[Stored data]
--- start ---

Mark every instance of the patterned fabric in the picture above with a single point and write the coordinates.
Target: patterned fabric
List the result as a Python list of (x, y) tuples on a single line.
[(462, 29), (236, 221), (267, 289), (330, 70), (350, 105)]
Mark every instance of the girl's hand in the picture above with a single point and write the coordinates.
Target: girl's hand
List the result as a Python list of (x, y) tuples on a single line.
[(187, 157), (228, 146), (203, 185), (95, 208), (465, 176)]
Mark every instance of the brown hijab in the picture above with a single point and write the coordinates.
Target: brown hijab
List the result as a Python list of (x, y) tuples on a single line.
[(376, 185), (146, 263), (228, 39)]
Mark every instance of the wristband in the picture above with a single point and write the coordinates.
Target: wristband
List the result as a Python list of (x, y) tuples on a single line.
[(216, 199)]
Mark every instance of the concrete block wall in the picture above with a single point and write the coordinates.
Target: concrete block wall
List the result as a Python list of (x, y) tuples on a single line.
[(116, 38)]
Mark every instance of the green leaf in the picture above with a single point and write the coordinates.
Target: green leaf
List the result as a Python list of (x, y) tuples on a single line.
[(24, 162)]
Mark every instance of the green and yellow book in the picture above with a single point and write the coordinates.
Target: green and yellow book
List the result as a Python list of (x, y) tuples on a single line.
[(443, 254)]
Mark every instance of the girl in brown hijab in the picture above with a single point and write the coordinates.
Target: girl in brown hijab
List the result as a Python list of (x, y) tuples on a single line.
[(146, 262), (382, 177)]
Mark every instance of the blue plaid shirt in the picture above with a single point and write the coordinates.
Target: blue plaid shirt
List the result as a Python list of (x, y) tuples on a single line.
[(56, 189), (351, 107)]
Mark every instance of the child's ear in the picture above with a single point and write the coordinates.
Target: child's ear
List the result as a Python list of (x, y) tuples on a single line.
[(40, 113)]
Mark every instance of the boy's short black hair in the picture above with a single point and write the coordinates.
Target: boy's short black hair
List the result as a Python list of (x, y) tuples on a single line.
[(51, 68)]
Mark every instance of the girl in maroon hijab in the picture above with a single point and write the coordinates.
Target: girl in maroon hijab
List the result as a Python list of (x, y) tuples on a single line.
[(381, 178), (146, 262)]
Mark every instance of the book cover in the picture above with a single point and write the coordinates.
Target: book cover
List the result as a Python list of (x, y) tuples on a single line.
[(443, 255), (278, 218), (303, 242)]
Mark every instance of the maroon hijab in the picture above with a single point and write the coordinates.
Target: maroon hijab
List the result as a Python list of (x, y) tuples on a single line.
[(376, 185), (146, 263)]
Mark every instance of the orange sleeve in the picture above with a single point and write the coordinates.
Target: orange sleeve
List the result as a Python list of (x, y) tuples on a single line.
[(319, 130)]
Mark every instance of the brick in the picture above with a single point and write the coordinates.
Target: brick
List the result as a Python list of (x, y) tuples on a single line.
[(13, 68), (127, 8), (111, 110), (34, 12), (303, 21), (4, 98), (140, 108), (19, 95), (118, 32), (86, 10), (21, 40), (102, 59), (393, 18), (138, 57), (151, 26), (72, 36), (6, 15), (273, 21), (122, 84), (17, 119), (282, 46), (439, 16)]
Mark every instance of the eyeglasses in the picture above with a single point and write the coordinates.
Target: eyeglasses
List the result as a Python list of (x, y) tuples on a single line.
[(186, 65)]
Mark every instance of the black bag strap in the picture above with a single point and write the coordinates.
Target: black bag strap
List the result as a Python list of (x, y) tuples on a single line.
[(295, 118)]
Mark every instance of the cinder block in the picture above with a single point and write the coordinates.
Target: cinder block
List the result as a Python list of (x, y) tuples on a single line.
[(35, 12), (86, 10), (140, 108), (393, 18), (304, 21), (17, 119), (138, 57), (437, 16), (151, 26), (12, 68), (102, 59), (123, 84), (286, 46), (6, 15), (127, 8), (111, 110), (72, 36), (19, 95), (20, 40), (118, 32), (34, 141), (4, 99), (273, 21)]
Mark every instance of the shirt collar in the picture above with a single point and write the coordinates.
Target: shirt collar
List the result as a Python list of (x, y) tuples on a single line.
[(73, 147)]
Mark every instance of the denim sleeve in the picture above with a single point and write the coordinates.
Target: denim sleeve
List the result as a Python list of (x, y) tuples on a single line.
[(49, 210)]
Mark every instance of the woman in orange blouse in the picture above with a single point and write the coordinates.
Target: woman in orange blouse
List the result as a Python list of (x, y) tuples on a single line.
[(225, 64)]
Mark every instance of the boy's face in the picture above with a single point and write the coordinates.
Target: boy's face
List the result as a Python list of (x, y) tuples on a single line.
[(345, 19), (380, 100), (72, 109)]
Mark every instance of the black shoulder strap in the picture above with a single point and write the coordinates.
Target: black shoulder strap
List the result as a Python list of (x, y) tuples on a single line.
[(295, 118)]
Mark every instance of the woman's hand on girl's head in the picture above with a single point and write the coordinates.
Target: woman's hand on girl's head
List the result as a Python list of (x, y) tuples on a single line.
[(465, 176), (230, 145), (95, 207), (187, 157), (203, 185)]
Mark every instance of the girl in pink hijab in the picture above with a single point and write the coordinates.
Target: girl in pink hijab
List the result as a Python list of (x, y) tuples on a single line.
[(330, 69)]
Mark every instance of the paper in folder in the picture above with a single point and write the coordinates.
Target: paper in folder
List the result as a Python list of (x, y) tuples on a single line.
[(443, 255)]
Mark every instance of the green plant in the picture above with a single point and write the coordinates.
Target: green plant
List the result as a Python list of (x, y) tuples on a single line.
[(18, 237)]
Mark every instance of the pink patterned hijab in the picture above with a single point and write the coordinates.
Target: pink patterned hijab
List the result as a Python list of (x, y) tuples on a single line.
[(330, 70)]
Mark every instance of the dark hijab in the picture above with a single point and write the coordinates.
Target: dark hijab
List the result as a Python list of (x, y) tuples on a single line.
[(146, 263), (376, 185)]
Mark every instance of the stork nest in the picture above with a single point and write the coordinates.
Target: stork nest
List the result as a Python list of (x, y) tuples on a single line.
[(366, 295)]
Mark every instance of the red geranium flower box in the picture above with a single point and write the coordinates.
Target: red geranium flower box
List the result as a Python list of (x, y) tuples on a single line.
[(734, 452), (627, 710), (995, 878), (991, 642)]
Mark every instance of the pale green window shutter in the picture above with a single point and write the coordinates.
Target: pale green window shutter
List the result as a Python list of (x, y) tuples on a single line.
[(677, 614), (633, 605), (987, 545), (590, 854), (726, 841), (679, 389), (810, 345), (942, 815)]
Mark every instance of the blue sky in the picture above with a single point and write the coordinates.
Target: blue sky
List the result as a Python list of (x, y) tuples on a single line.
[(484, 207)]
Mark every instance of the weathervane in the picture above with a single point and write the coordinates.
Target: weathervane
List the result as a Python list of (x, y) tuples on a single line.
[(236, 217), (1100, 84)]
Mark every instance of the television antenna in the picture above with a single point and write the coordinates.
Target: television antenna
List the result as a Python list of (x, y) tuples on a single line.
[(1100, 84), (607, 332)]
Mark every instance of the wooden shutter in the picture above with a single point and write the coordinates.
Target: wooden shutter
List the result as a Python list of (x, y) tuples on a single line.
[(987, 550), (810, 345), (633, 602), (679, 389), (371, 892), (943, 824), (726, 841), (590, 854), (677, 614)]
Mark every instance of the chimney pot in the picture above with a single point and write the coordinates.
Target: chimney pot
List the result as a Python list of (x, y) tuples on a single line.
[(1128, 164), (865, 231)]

--- end ---

TASK BRIEF » Copy the entries above word for word, starting at the line containing "Mark every instance of the paper" and ending at the line containing "[(330, 70)]", both included.

THE ANSWER »
Mark every instance of the paper in folder in the picture above with a single point and write the coordinates.
Target: paper in folder
List the result as a Python list of (x, y) tuples on a single line.
[(443, 255)]
Mark every instance of the green plant in the picture above with a single point and write the coordinates.
Target: green plant
List the result as a Python list of (x, y) tuples on a single line.
[(18, 237)]
Mark every instance of the pink patterned hijab in the picture above with a single point and write the coordinates.
Target: pink patterned hijab
List the result as a Python list of (x, y) tuples on a single line.
[(330, 70)]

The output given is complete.